(Exercise prompt):
Only the tail of the listing is wanted: the line containing "Please segment every instance of the weathered" and all after it, repeated exactly, pictures omitted.

○ ○ ○

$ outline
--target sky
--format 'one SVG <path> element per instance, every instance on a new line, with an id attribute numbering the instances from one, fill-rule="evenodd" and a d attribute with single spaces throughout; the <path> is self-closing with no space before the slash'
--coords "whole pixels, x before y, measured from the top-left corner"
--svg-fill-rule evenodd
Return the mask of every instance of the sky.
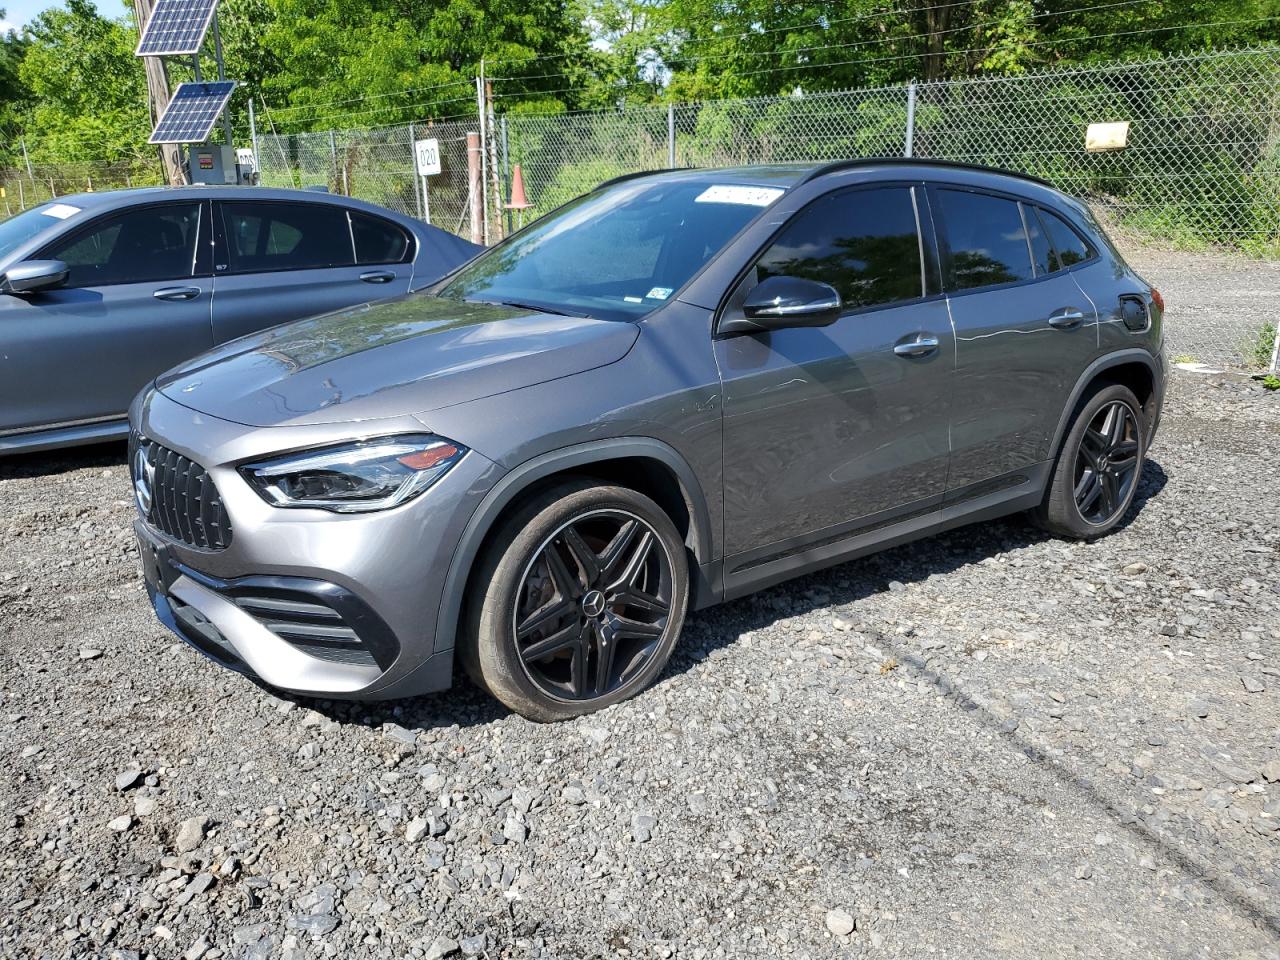
<path id="1" fill-rule="evenodd" d="M 122 0 L 94 0 L 94 3 L 108 17 L 114 19 L 124 15 L 125 5 Z M 57 4 L 50 3 L 49 0 L 0 0 L 0 10 L 5 12 L 4 17 L 0 18 L 0 33 L 17 29 L 34 19 L 41 10 L 54 6 Z"/>

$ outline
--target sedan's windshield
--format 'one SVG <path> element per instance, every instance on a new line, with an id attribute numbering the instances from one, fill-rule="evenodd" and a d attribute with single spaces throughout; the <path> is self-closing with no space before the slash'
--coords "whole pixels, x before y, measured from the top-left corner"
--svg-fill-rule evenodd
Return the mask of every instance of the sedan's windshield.
<path id="1" fill-rule="evenodd" d="M 47 212 L 55 206 L 57 205 L 44 203 L 16 217 L 0 221 L 0 260 L 17 250 L 41 230 L 57 223 L 61 218 Z"/>
<path id="2" fill-rule="evenodd" d="M 660 307 L 777 187 L 624 181 L 588 194 L 464 267 L 440 296 L 632 320 Z"/>

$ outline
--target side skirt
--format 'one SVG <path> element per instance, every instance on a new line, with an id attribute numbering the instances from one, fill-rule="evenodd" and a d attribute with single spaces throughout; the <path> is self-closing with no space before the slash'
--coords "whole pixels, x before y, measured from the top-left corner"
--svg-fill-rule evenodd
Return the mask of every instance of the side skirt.
<path id="1" fill-rule="evenodd" d="M 1044 499 L 1045 484 L 1052 467 L 1053 461 L 1046 460 L 1014 474 L 984 480 L 972 487 L 948 493 L 941 504 L 928 510 L 872 530 L 867 530 L 865 524 L 859 524 L 838 539 L 828 535 L 815 542 L 815 538 L 810 536 L 786 552 L 774 552 L 763 561 L 742 565 L 741 556 L 737 564 L 735 558 L 728 557 L 724 561 L 721 600 L 736 600 L 792 577 L 856 560 L 944 530 L 1030 510 Z"/>
<path id="2" fill-rule="evenodd" d="M 121 418 L 94 420 L 70 426 L 23 429 L 0 434 L 0 457 L 10 453 L 35 453 L 58 447 L 78 447 L 86 443 L 124 440 L 129 436 L 129 421 Z"/>

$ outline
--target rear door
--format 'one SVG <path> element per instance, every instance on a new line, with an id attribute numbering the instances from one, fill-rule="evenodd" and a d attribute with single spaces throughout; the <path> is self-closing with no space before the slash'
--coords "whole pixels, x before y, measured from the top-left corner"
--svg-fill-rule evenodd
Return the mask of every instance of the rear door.
<path id="1" fill-rule="evenodd" d="M 1063 405 L 1098 342 L 1093 304 L 1055 262 L 1036 208 L 931 188 L 956 333 L 949 499 L 1049 456 Z"/>
<path id="2" fill-rule="evenodd" d="M 124 416 L 157 374 L 213 343 L 209 203 L 105 214 L 42 249 L 67 281 L 0 295 L 0 431 Z"/>
<path id="3" fill-rule="evenodd" d="M 409 289 L 414 240 L 390 220 L 334 203 L 220 200 L 215 206 L 218 343 Z"/>

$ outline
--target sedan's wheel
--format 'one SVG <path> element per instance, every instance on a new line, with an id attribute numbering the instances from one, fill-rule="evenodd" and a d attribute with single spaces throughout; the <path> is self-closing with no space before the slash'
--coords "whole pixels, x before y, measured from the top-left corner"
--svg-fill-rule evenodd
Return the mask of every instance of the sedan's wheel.
<path id="1" fill-rule="evenodd" d="M 1111 385 L 1079 409 L 1036 518 L 1062 536 L 1089 540 L 1111 530 L 1133 503 L 1146 454 L 1141 406 Z"/>
<path id="2" fill-rule="evenodd" d="M 535 720 L 646 686 L 671 655 L 688 598 L 684 544 L 666 514 L 633 490 L 586 482 L 513 516 L 479 576 L 464 663 Z"/>

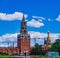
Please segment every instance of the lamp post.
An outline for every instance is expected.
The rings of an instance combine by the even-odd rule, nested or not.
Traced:
[[[24,50],[25,58],[27,58],[27,53],[28,53],[28,50],[27,50],[27,49],[25,49],[25,50]]]
[[[8,47],[9,47],[9,42],[7,42],[7,45],[8,45]]]
[[[9,48],[9,42],[7,41],[6,43],[7,43],[7,47]],[[8,50],[7,50],[7,54],[8,54]]]
[[[34,38],[34,44],[36,45],[36,38]]]
[[[36,38],[34,38],[34,47],[36,45]],[[34,51],[34,54],[36,54],[36,51]]]

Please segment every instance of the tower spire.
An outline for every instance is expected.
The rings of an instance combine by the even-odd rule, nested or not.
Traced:
[[[51,45],[50,32],[48,31],[47,44]]]
[[[26,35],[27,34],[27,26],[26,26],[26,21],[25,21],[24,14],[23,14],[22,22],[21,22],[20,34],[22,34],[22,35]]]
[[[23,14],[22,22],[25,22],[25,17],[24,17],[24,14]]]
[[[47,38],[47,40],[50,40],[50,32],[48,31],[48,38]]]

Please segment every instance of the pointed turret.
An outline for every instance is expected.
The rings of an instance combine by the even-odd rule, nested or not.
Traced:
[[[24,14],[23,14],[22,22],[25,22],[25,17],[24,17]]]
[[[48,37],[47,37],[47,40],[50,41],[50,32],[48,31]]]
[[[22,22],[21,22],[20,34],[21,35],[27,35],[27,26],[26,26],[26,21],[25,21],[24,14],[23,14]]]
[[[47,33],[47,40],[44,39],[44,46],[42,46],[42,52],[46,53],[51,48],[50,32]]]
[[[47,44],[51,47],[50,32],[48,31]]]

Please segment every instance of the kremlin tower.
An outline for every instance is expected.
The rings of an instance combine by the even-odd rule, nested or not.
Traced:
[[[27,25],[23,15],[20,34],[18,35],[19,54],[30,53],[30,35],[27,32]]]
[[[43,53],[49,51],[49,48],[51,47],[50,32],[48,31],[47,34],[47,40],[44,40],[44,46],[42,46]]]
[[[47,45],[51,47],[50,32],[48,31]]]

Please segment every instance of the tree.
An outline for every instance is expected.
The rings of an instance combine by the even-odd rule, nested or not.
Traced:
[[[42,52],[41,46],[38,43],[36,43],[35,46],[31,50],[31,54],[32,55],[40,55],[41,52]]]
[[[57,39],[56,42],[52,44],[50,51],[59,52],[60,55],[60,39]]]
[[[0,55],[8,55],[8,54],[4,52],[0,52]]]

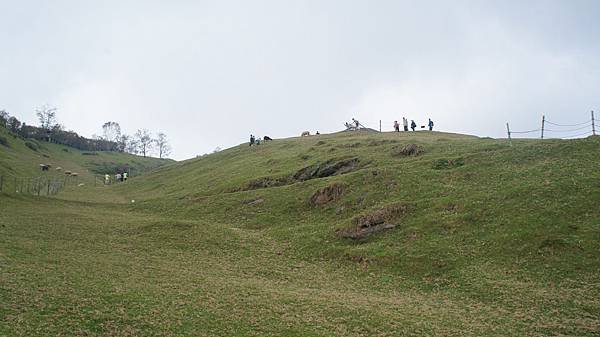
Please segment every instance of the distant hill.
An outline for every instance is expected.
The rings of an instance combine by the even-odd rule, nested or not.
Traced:
[[[81,151],[73,147],[36,139],[23,139],[0,126],[0,175],[37,177],[77,172],[81,179],[95,174],[114,174],[129,168],[139,175],[173,163],[170,159],[144,158],[111,151]],[[40,164],[49,164],[49,172],[41,172]],[[60,167],[60,172],[56,168]]]

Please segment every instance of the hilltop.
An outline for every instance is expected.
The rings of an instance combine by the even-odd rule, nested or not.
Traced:
[[[593,336],[599,164],[600,137],[341,132],[0,195],[28,210],[0,334]]]

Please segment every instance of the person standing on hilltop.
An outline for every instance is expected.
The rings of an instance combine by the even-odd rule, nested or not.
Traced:
[[[417,123],[415,123],[415,121],[414,121],[414,120],[411,120],[411,121],[410,121],[410,128],[411,128],[413,131],[415,131],[415,128],[416,128],[416,127],[417,127]]]
[[[254,135],[250,135],[250,146],[254,145]]]
[[[431,118],[429,118],[429,123],[427,123],[427,125],[429,126],[429,131],[433,130],[433,121],[431,120]]]
[[[394,131],[400,132],[400,124],[398,124],[398,121],[394,121]]]
[[[404,131],[408,131],[408,119],[402,117],[402,125],[404,125]]]

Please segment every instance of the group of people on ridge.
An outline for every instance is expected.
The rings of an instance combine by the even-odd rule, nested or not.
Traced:
[[[353,130],[358,130],[360,128],[364,128],[364,126],[362,124],[360,124],[358,119],[355,119],[355,118],[352,118],[351,123],[346,122],[346,123],[344,123],[344,125],[346,126],[346,130],[348,130],[348,131],[353,131]],[[409,125],[408,119],[406,119],[406,117],[402,117],[402,126],[404,127],[404,131],[408,131],[409,126],[413,131],[416,131],[417,123],[414,120],[411,120],[410,125]],[[431,120],[431,118],[429,118],[429,122],[427,123],[427,126],[429,127],[429,131],[433,130],[433,121]],[[425,126],[421,126],[421,128],[424,129]],[[400,124],[398,123],[398,121],[394,121],[394,131],[400,132]],[[319,131],[317,131],[316,134],[318,135]],[[310,132],[308,132],[308,131],[304,131],[302,133],[302,136],[309,136],[309,135],[310,135]],[[263,139],[261,140],[260,138],[256,138],[254,135],[251,134],[249,145],[250,146],[260,145],[261,143],[267,142],[270,140],[273,140],[273,139],[269,136],[264,136]]]
[[[273,140],[273,138],[271,138],[269,136],[264,136],[263,139],[261,140],[260,137],[256,138],[256,137],[254,137],[254,135],[250,135],[250,146],[260,145],[261,142],[268,142],[270,140]]]
[[[358,119],[354,119],[352,118],[352,122],[351,123],[344,123],[344,126],[346,126],[346,130],[358,130],[359,128],[363,127],[362,124],[360,124],[360,122],[358,121]]]
[[[406,119],[406,117],[402,117],[402,125],[404,126],[404,131],[408,131],[408,119]],[[429,118],[427,126],[429,127],[429,131],[433,130],[433,121],[431,120],[431,118]],[[415,123],[414,120],[410,121],[410,128],[413,131],[415,131],[415,129],[417,128],[417,123]],[[421,126],[421,128],[425,128],[425,126]],[[398,124],[398,121],[394,121],[394,131],[400,132],[400,124]]]

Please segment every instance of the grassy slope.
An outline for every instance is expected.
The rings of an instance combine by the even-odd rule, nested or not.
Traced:
[[[425,154],[391,155],[408,143]],[[362,168],[231,192],[345,157]],[[28,209],[0,216],[0,335],[592,336],[599,164],[598,138],[344,133],[242,145],[79,191],[86,203],[0,197]],[[308,205],[333,182],[341,200]],[[396,203],[411,209],[396,229],[335,235]]]
[[[0,145],[0,175],[7,177],[9,183],[14,177],[31,179],[62,175],[62,173],[56,172],[56,167],[77,172],[81,181],[89,182],[93,181],[95,174],[116,173],[111,168],[118,165],[128,164],[132,168],[133,174],[140,174],[172,162],[157,158],[143,158],[127,153],[79,151],[58,144],[23,140],[13,137],[1,127],[0,136],[5,137],[9,142],[9,146]],[[38,150],[27,147],[26,142],[35,144]],[[52,169],[47,173],[41,172],[40,164],[51,164]]]

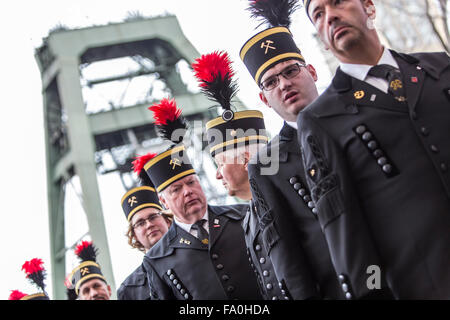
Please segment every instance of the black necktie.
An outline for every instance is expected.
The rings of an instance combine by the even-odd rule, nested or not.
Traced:
[[[379,64],[369,70],[369,75],[388,81],[388,92],[399,102],[406,101],[405,89],[403,88],[400,70],[388,64]]]
[[[209,235],[208,231],[206,231],[205,228],[203,228],[203,224],[205,223],[205,221],[206,219],[201,219],[196,223],[194,223],[191,228],[197,230],[197,238],[199,238],[203,244],[207,245]]]

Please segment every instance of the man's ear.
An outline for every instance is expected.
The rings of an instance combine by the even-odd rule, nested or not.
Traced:
[[[108,294],[109,294],[110,297],[111,297],[111,293],[112,293],[111,286],[108,284]]]
[[[167,209],[167,202],[166,202],[166,199],[164,199],[164,196],[162,194],[158,194],[158,199],[159,199],[159,202],[161,202],[163,204],[164,208]]]
[[[250,163],[250,152],[244,152],[244,169],[248,172],[248,164]]]
[[[312,78],[314,79],[314,81],[317,81],[318,77],[317,77],[317,71],[316,69],[311,65],[308,64],[306,66],[306,69],[308,70],[308,72],[311,74]]]
[[[262,93],[262,91],[259,93],[259,98],[266,106],[270,108],[269,102],[267,101],[266,96],[264,95],[264,93]]]
[[[367,16],[370,19],[374,20],[376,15],[377,15],[377,12],[376,12],[375,5],[373,4],[372,0],[365,0],[364,1],[364,9],[365,9],[365,11],[367,13]]]

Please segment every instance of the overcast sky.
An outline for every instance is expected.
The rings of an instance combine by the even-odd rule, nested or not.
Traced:
[[[47,36],[49,29],[58,24],[82,28],[120,22],[128,12],[135,11],[145,16],[173,13],[177,15],[185,36],[200,54],[214,50],[226,50],[230,54],[241,88],[238,97],[248,108],[263,111],[266,126],[276,133],[282,122],[259,101],[256,85],[238,56],[244,42],[261,30],[255,30],[258,23],[251,21],[244,10],[247,2],[40,0],[10,2],[1,10],[0,203],[3,221],[0,224],[0,299],[7,299],[13,289],[35,292],[20,270],[25,260],[42,258],[51,272],[41,78],[34,58],[35,48],[42,44],[42,38]],[[312,30],[303,8],[297,11],[291,31],[307,61],[316,67],[318,86],[323,90],[330,81],[330,74],[311,38]],[[119,179],[116,175],[102,176],[99,185],[118,287],[140,264],[142,254],[131,249],[124,236],[127,223],[120,199],[125,190]],[[114,185],[117,187],[111,188]],[[108,192],[102,192],[104,190]],[[77,199],[70,186],[67,192],[68,198]],[[74,243],[87,231],[81,204],[75,200],[71,203],[71,215],[66,215],[66,245]],[[75,263],[68,259],[68,268],[75,267]],[[50,277],[47,283],[51,296]]]

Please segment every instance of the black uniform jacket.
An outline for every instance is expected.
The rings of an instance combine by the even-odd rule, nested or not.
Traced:
[[[261,154],[271,154],[271,162],[264,164]],[[278,171],[263,174],[276,161]],[[278,280],[293,299],[343,298],[306,184],[297,130],[284,123],[279,136],[259,152],[258,161],[251,161],[248,172],[262,240]]]
[[[308,184],[354,296],[450,299],[450,59],[392,54],[406,104],[338,69],[300,113]]]
[[[133,271],[117,290],[119,300],[150,300],[147,273],[142,265]]]
[[[292,296],[283,282],[278,281],[272,262],[267,254],[253,201],[244,218],[245,242],[251,259],[251,267],[256,273],[264,300],[290,300]]]
[[[173,223],[144,257],[152,299],[261,299],[242,228],[247,208],[208,206],[207,246]]]

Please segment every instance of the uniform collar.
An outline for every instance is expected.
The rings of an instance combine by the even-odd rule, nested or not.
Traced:
[[[387,64],[398,69],[397,61],[395,61],[391,52],[386,47],[383,49],[383,54],[381,55],[377,65],[379,64]],[[368,64],[340,63],[340,67],[341,70],[349,76],[352,76],[360,81],[365,81],[367,78],[367,73],[373,66]]]
[[[205,214],[204,214],[203,217],[200,218],[199,220],[201,220],[201,219],[205,219],[206,221],[208,221],[208,209],[206,209]],[[175,223],[176,223],[181,229],[183,229],[183,230],[186,231],[187,233],[190,233],[190,232],[191,232],[191,227],[192,227],[193,223],[184,223],[184,222],[181,222],[181,221],[178,220],[177,217],[175,217],[175,216],[174,216],[174,219],[173,219],[173,220],[175,221]]]
[[[286,121],[286,123],[288,124],[288,125],[290,125],[292,128],[294,128],[295,130],[297,130],[298,129],[298,127],[297,127],[297,122],[291,122],[291,121]]]

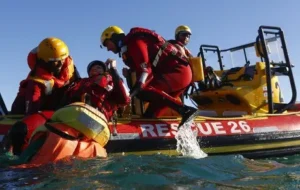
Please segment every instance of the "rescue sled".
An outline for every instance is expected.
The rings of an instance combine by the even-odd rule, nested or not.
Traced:
[[[272,35],[272,37],[267,37]],[[269,45],[280,43],[284,61],[274,62]],[[258,61],[252,62],[246,49],[255,49]],[[245,62],[227,67],[222,54],[244,52]],[[218,67],[208,64],[205,52],[214,52]],[[300,151],[300,104],[284,34],[279,27],[261,26],[255,42],[220,50],[202,45],[198,57],[191,58],[193,85],[187,95],[201,110],[194,118],[201,149],[208,155],[242,154],[249,158],[282,156]],[[285,103],[279,77],[291,86]],[[135,82],[134,75],[128,79]],[[109,122],[108,154],[179,155],[175,135],[181,118],[173,110],[157,119],[142,118],[147,103],[133,98],[131,106]],[[6,115],[0,119],[0,133],[19,120]]]

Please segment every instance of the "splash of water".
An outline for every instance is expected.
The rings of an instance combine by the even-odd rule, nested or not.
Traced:
[[[201,150],[197,141],[198,131],[192,130],[193,122],[185,123],[177,131],[175,135],[175,139],[177,140],[176,150],[185,157],[205,158],[207,154]]]

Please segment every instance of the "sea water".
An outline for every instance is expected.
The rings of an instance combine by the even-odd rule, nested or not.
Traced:
[[[207,154],[201,150],[199,142],[197,140],[198,131],[192,130],[194,121],[183,124],[175,139],[177,140],[176,150],[185,157],[192,157],[195,159],[205,158]]]
[[[0,169],[0,189],[299,189],[300,155],[109,156]]]

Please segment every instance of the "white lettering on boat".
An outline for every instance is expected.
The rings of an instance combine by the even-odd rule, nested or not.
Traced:
[[[152,124],[142,124],[141,130],[143,137],[157,137],[156,132],[154,132],[154,126]],[[148,136],[148,134],[150,136]]]
[[[164,137],[164,136],[169,137],[169,136],[171,136],[170,130],[169,130],[167,124],[165,124],[165,123],[164,124],[156,124],[155,126],[156,126],[156,129],[157,129],[158,136],[160,136],[160,137]]]
[[[177,127],[177,123],[141,124],[141,138],[174,137]],[[192,128],[198,131],[198,136],[243,134],[252,131],[246,121],[194,123]]]
[[[178,125],[179,124],[177,124],[177,123],[171,123],[171,134],[173,136],[175,136],[177,134]]]

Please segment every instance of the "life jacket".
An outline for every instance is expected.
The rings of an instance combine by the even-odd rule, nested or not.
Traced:
[[[31,52],[29,52],[27,56],[27,64],[29,68],[31,69],[31,72],[34,71],[34,78],[39,79],[36,80],[37,82],[41,82],[42,84],[47,83],[49,80],[53,80],[51,83],[53,83],[52,87],[55,86],[57,88],[63,87],[67,84],[69,84],[70,80],[72,80],[74,73],[75,73],[75,67],[73,63],[73,59],[71,56],[67,57],[65,59],[65,62],[62,65],[60,74],[58,77],[54,77],[51,75],[51,73],[47,72],[45,69],[40,68],[36,65],[37,60],[37,53],[36,49],[33,49]],[[30,78],[30,74],[27,77],[27,79]],[[44,81],[42,81],[44,80]]]
[[[25,81],[27,82],[28,80],[33,80],[35,82],[43,84],[44,87],[45,87],[45,91],[44,91],[45,95],[52,94],[54,83],[55,83],[53,78],[50,78],[49,80],[46,80],[46,79],[42,79],[42,78],[36,77],[36,76],[29,76],[27,78],[27,80],[25,80]],[[25,85],[26,82],[24,82],[23,85]]]
[[[188,58],[184,54],[182,54],[182,52],[180,52],[173,44],[169,43],[156,32],[140,27],[132,28],[123,40],[121,55],[125,63],[127,59],[127,45],[134,37],[148,37],[151,38],[155,43],[155,46],[157,47],[157,53],[154,57],[151,58],[153,67],[156,67],[158,63],[163,62],[169,56],[174,57],[176,60],[183,64],[188,65],[189,63]]]
[[[178,48],[178,50],[180,51],[183,51],[184,54],[187,56],[187,57],[193,57],[192,53],[190,52],[189,49],[187,49],[185,47],[185,45],[183,45],[183,43],[181,43],[180,41],[178,40],[168,40],[168,42],[170,42],[171,44],[175,45],[176,48]]]
[[[27,78],[25,80],[22,80],[20,82],[20,88],[26,89],[27,83],[29,81],[34,81],[37,83],[42,84],[45,87],[45,95],[50,95],[52,94],[52,91],[55,87],[55,77],[52,76],[49,72],[47,72],[43,68],[35,68],[34,75],[32,74],[32,70],[28,74]]]
[[[107,73],[91,78],[83,78],[72,84],[67,90],[65,104],[76,101],[84,102],[83,96],[88,94],[91,98],[92,106],[101,108],[107,94],[112,91],[113,87],[112,77]]]

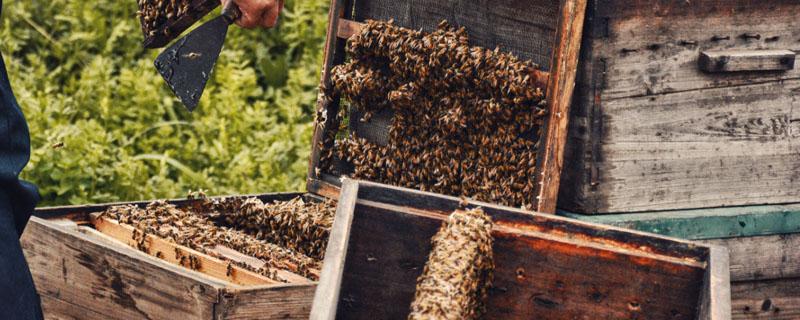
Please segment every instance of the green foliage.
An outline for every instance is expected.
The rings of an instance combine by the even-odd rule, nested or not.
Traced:
[[[274,30],[232,28],[193,114],[141,48],[135,12],[134,0],[3,7],[0,51],[31,130],[23,178],[44,203],[303,189],[327,1],[286,1]]]

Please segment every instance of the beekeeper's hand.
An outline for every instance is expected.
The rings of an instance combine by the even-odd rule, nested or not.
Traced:
[[[283,0],[222,0],[224,7],[233,1],[242,12],[236,24],[242,28],[272,28],[278,23],[278,16],[283,10]]]

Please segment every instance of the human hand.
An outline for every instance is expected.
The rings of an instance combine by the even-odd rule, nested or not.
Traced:
[[[235,21],[236,25],[246,29],[274,27],[283,10],[283,0],[222,0],[222,6],[230,1],[242,12],[241,18]]]

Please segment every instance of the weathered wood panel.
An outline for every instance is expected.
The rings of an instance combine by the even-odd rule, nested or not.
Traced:
[[[728,248],[732,281],[800,278],[800,233],[704,242]]]
[[[569,174],[589,176],[570,178],[582,190],[561,204],[599,213],[796,202],[793,92],[800,81],[607,101],[603,135],[592,137],[601,156],[571,153],[582,164]]]
[[[733,319],[800,319],[800,278],[731,284]]]
[[[221,283],[200,274],[35,217],[21,241],[41,296],[91,306],[107,319],[214,316]],[[62,308],[56,303],[50,310]]]
[[[223,289],[216,319],[308,319],[315,284]]]
[[[698,59],[798,52],[798,15],[793,0],[591,2],[559,206],[618,213],[797,202],[799,68],[707,73]]]
[[[605,24],[605,30],[593,32],[597,38],[591,60],[606,64],[603,101],[800,78],[797,68],[708,74],[697,65],[702,51],[800,50],[796,1],[662,1],[653,5],[651,1],[610,0],[600,1],[594,14]]]
[[[45,320],[107,320],[110,317],[48,295],[40,295]]]

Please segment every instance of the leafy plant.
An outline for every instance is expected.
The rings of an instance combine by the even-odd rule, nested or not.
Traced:
[[[23,178],[47,205],[303,189],[326,13],[288,0],[278,28],[232,28],[190,114],[141,47],[135,1],[7,2],[0,51],[31,131]]]

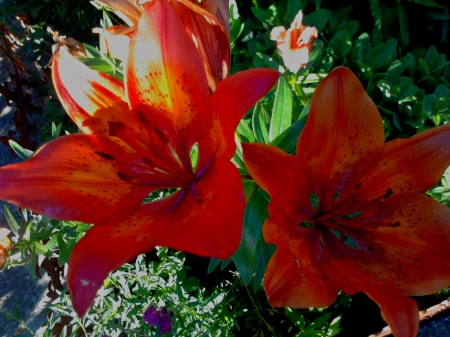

○ ○ ○

(Solution for this problem):
Please segment every instance of the weathered wood panel.
An outline for every instance is expected.
The rings of an instance combine by the even-odd rule, nested or not.
Traced:
[[[728,248],[732,281],[800,278],[800,233],[704,242]]]
[[[569,174],[589,176],[570,178],[582,190],[561,204],[599,213],[796,202],[793,92],[800,81],[607,101],[603,135],[592,137],[601,156],[571,153],[582,164]]]
[[[733,319],[800,319],[800,278],[731,284]]]
[[[221,283],[200,274],[35,217],[21,241],[41,296],[91,306],[107,319],[214,316]],[[62,308],[56,303],[50,310]]]
[[[223,289],[216,319],[308,319],[315,284]]]
[[[698,59],[798,52],[798,15],[793,0],[591,2],[559,206],[618,213],[797,202],[799,68],[707,73]]]
[[[605,24],[605,30],[593,32],[597,38],[591,60],[606,64],[603,101],[800,78],[797,68],[708,74],[697,65],[702,51],[800,50],[796,1],[662,1],[653,5],[651,1],[610,0],[600,1],[594,14]]]
[[[45,320],[107,320],[110,317],[48,295],[40,295]]]

Please segment every instance of the leafy plant.
An outline for every instance is expected.
The rings of an instance combine by the even-odd rule, nested or not.
Traced:
[[[23,178],[47,205],[303,189],[326,13],[288,0],[278,28],[232,28],[190,114],[141,47],[135,1],[7,2],[0,51],[31,131]]]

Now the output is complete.